***** Source text

Git Context (Automatic)
Every checkpoint auto-captures git state:
{ "id": "mem_1234567890_abc", "timestamp": 1234567890, "type": "checkpoint", "description": "Fixed auth bug", "git": { "branch": "feature/auth-fix", "commit": "abc123def456", "dirty": false } }
Why: Know exactly what commit introduced a change, what branch it was on.
Memory Types
Checkpoint (default)
General-purpose memory for any significant work Tags: ["bug", "feature", "refactor", "performance"]
Decision
Architectural or technical decision with rationale Fields: question, chosen, alternatives, rationale Tags: ["architecture", "database", "library", "pattern"]
Learning
Insights, "aha!" moments, new knowledge gained Fields: insight, context Tags: ["learning", "discovery", "pattern"]
Observation
Noticed patterns, code smells, potential issues Fields: observation, impact Tags: ["code-smell", "tech-debt", "security"]
Integration with Other Skills
With TDD Cycle (Sherpa)
[Phase: Test] → recall past test patterns [Phase: Implementation] → work systematically [Phase: Refactor] → checkpoint({ type: "refactor", ... })
With Bug Hunt (Sherpa)
[Phase: Reproduce] → recall({ tags: ["bug", component] }) [Phase: Fix] → work systematically [Phase: Verify] → checkpoint({ description: "fixed bug X", learnings: "..." })
With Safe Refactor (Julie)
Before refactor: recall({ tags: ["refactor", module] }) After refactor: checkpoint({ type: "refactor", metrics: "..." })
Key Behaviors
✅ DO
- Create checkpoint IMMEDIATELY after significant work (no exceptions)
- Use descriptive, searchable descriptions
- Tag appropriately for easy filtering
- Recall before starting similar work
- Use semantic search to find related memories
- Capture learnings and rationale
- Trust that <50ms is imperceptible
❌ DON'T
- Ask permission to create checkpoints (JUST DO IT)

**********
***** Extracted material

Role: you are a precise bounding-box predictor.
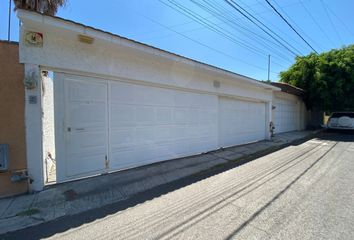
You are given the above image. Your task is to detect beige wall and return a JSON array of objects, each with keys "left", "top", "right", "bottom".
[{"left": 0, "top": 41, "right": 27, "bottom": 198}]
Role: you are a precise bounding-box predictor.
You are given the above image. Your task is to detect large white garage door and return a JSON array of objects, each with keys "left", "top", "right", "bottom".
[
  {"left": 273, "top": 98, "right": 300, "bottom": 133},
  {"left": 109, "top": 82, "right": 217, "bottom": 169},
  {"left": 219, "top": 97, "right": 266, "bottom": 147},
  {"left": 58, "top": 75, "right": 218, "bottom": 180}
]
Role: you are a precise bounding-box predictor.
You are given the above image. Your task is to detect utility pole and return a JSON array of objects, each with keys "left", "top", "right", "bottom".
[
  {"left": 268, "top": 54, "right": 270, "bottom": 81},
  {"left": 7, "top": 0, "right": 12, "bottom": 41}
]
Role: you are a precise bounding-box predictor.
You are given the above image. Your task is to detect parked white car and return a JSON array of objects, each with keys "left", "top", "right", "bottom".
[{"left": 327, "top": 112, "right": 354, "bottom": 130}]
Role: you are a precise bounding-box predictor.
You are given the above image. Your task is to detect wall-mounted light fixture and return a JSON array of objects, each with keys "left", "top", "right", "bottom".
[
  {"left": 23, "top": 71, "right": 38, "bottom": 90},
  {"left": 213, "top": 80, "right": 220, "bottom": 88},
  {"left": 77, "top": 34, "right": 94, "bottom": 44}
]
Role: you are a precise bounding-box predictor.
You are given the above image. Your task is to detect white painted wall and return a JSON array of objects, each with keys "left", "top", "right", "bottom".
[
  {"left": 25, "top": 64, "right": 45, "bottom": 191},
  {"left": 18, "top": 10, "right": 296, "bottom": 190},
  {"left": 42, "top": 76, "right": 55, "bottom": 181}
]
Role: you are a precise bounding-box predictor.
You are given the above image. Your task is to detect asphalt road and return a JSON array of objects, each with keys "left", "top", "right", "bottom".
[{"left": 5, "top": 133, "right": 354, "bottom": 240}]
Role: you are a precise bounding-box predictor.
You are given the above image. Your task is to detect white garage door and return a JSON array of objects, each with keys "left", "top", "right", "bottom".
[
  {"left": 64, "top": 79, "right": 108, "bottom": 178},
  {"left": 59, "top": 75, "right": 218, "bottom": 180},
  {"left": 109, "top": 82, "right": 217, "bottom": 169},
  {"left": 219, "top": 97, "right": 266, "bottom": 147},
  {"left": 273, "top": 98, "right": 300, "bottom": 133}
]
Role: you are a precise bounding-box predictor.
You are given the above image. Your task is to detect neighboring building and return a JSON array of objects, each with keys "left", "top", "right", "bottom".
[
  {"left": 0, "top": 41, "right": 27, "bottom": 197},
  {"left": 271, "top": 82, "right": 307, "bottom": 134},
  {"left": 0, "top": 10, "right": 304, "bottom": 197}
]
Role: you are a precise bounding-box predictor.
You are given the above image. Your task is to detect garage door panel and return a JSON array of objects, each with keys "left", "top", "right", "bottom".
[
  {"left": 61, "top": 76, "right": 218, "bottom": 179},
  {"left": 61, "top": 77, "right": 108, "bottom": 178},
  {"left": 109, "top": 82, "right": 217, "bottom": 168},
  {"left": 219, "top": 97, "right": 265, "bottom": 147}
]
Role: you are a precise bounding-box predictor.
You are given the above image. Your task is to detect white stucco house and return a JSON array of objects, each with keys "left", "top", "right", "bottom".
[{"left": 18, "top": 10, "right": 306, "bottom": 190}]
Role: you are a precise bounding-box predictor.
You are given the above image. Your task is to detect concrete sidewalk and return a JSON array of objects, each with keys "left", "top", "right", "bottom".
[{"left": 0, "top": 131, "right": 317, "bottom": 234}]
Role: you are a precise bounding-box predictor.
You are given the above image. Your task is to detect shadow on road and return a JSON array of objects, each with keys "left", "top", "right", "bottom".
[{"left": 0, "top": 133, "right": 348, "bottom": 239}]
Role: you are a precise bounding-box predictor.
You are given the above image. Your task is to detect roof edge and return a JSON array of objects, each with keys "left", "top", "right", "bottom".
[{"left": 17, "top": 9, "right": 281, "bottom": 91}]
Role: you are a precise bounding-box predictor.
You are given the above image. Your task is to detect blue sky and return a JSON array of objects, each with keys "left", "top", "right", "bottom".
[{"left": 0, "top": 0, "right": 354, "bottom": 81}]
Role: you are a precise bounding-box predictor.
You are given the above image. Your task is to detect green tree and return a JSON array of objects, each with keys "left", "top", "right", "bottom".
[
  {"left": 14, "top": 0, "right": 66, "bottom": 16},
  {"left": 280, "top": 45, "right": 354, "bottom": 112}
]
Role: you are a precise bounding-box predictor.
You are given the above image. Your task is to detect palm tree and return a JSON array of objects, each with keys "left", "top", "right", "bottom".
[{"left": 13, "top": 0, "right": 66, "bottom": 15}]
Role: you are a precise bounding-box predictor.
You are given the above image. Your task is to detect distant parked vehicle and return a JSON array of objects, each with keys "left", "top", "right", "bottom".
[{"left": 327, "top": 112, "right": 354, "bottom": 130}]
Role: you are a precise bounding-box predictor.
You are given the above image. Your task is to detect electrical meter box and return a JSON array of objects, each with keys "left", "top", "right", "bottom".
[{"left": 0, "top": 144, "right": 9, "bottom": 171}]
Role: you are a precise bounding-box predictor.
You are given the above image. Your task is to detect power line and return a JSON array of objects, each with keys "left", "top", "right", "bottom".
[
  {"left": 327, "top": 2, "right": 354, "bottom": 35},
  {"left": 165, "top": 0, "right": 270, "bottom": 57},
  {"left": 299, "top": 0, "right": 335, "bottom": 45},
  {"left": 265, "top": 0, "right": 318, "bottom": 54},
  {"left": 7, "top": 0, "right": 12, "bottom": 41},
  {"left": 273, "top": 0, "right": 322, "bottom": 52},
  {"left": 131, "top": 4, "right": 278, "bottom": 74},
  {"left": 192, "top": 0, "right": 289, "bottom": 65},
  {"left": 243, "top": 0, "right": 301, "bottom": 49},
  {"left": 320, "top": 0, "right": 343, "bottom": 44},
  {"left": 224, "top": 0, "right": 301, "bottom": 56},
  {"left": 160, "top": 0, "right": 294, "bottom": 67}
]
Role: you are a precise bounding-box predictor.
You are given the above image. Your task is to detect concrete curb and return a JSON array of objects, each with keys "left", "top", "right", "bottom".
[{"left": 0, "top": 131, "right": 320, "bottom": 234}]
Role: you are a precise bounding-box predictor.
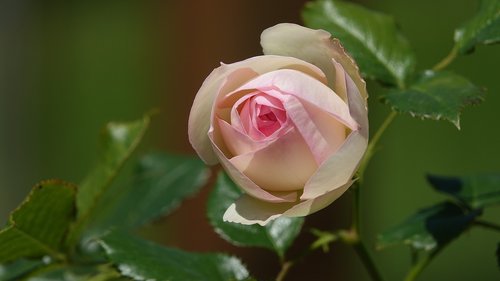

**********

**Assignment 1**
Answer these from the memory-checkpoint text:
(a) What fields does a Decision memory have?
(b) What branch is recorded in the sample checkpoint's git state?
(c) In the Bug Hunt integration, what call is made during the Reproduce phase?
**Assignment 2**
Please continue the memory-checkpoint text from the point where it stops.

**Written answer 1**
(a) question, chosen, alternatives, rationale
(b) feature/auth-fix
(c) recall({ tags: ["bug", component] })

**Written answer 2**
- Create checkpoints for trivial changes (typo fixes, formatting)
- Forget to checkpoint bug fixes (mandatory!)
- Skip recall before major decisions
- Use vague descriptions ("fixed stuff", "updated code")
- Ignore past learnings (recall exists for a reason)
Success Criteria
This skill succeeds when:
- ✅ Checkpoints created after every significant change
- ✅ Recall used before starting similar work
- ✅ Knowledge base grows systematically
- ✅ Team learns from past decisions
- ✅ Bugs don't repeat (lessons captured)
- ✅ Architectural rationale preserved
- ✅ New developers understand "why" not just "what"
Performance
- checkpoint: <50ms (includes git context capture)
- recall (chronological): <5ms
- recall (filtered): <20ms
- fast_search (memories): <10ms text, <100ms semantic
Total workflow overhead: ~50ms per checkpoint (imperceptible)
Remember: Memories are your project's knowledge base. Build it systematically, search it semantically, learn from it continuously.
The Rule: Significant work done → checkpoint created. No exceptions. No permission needed.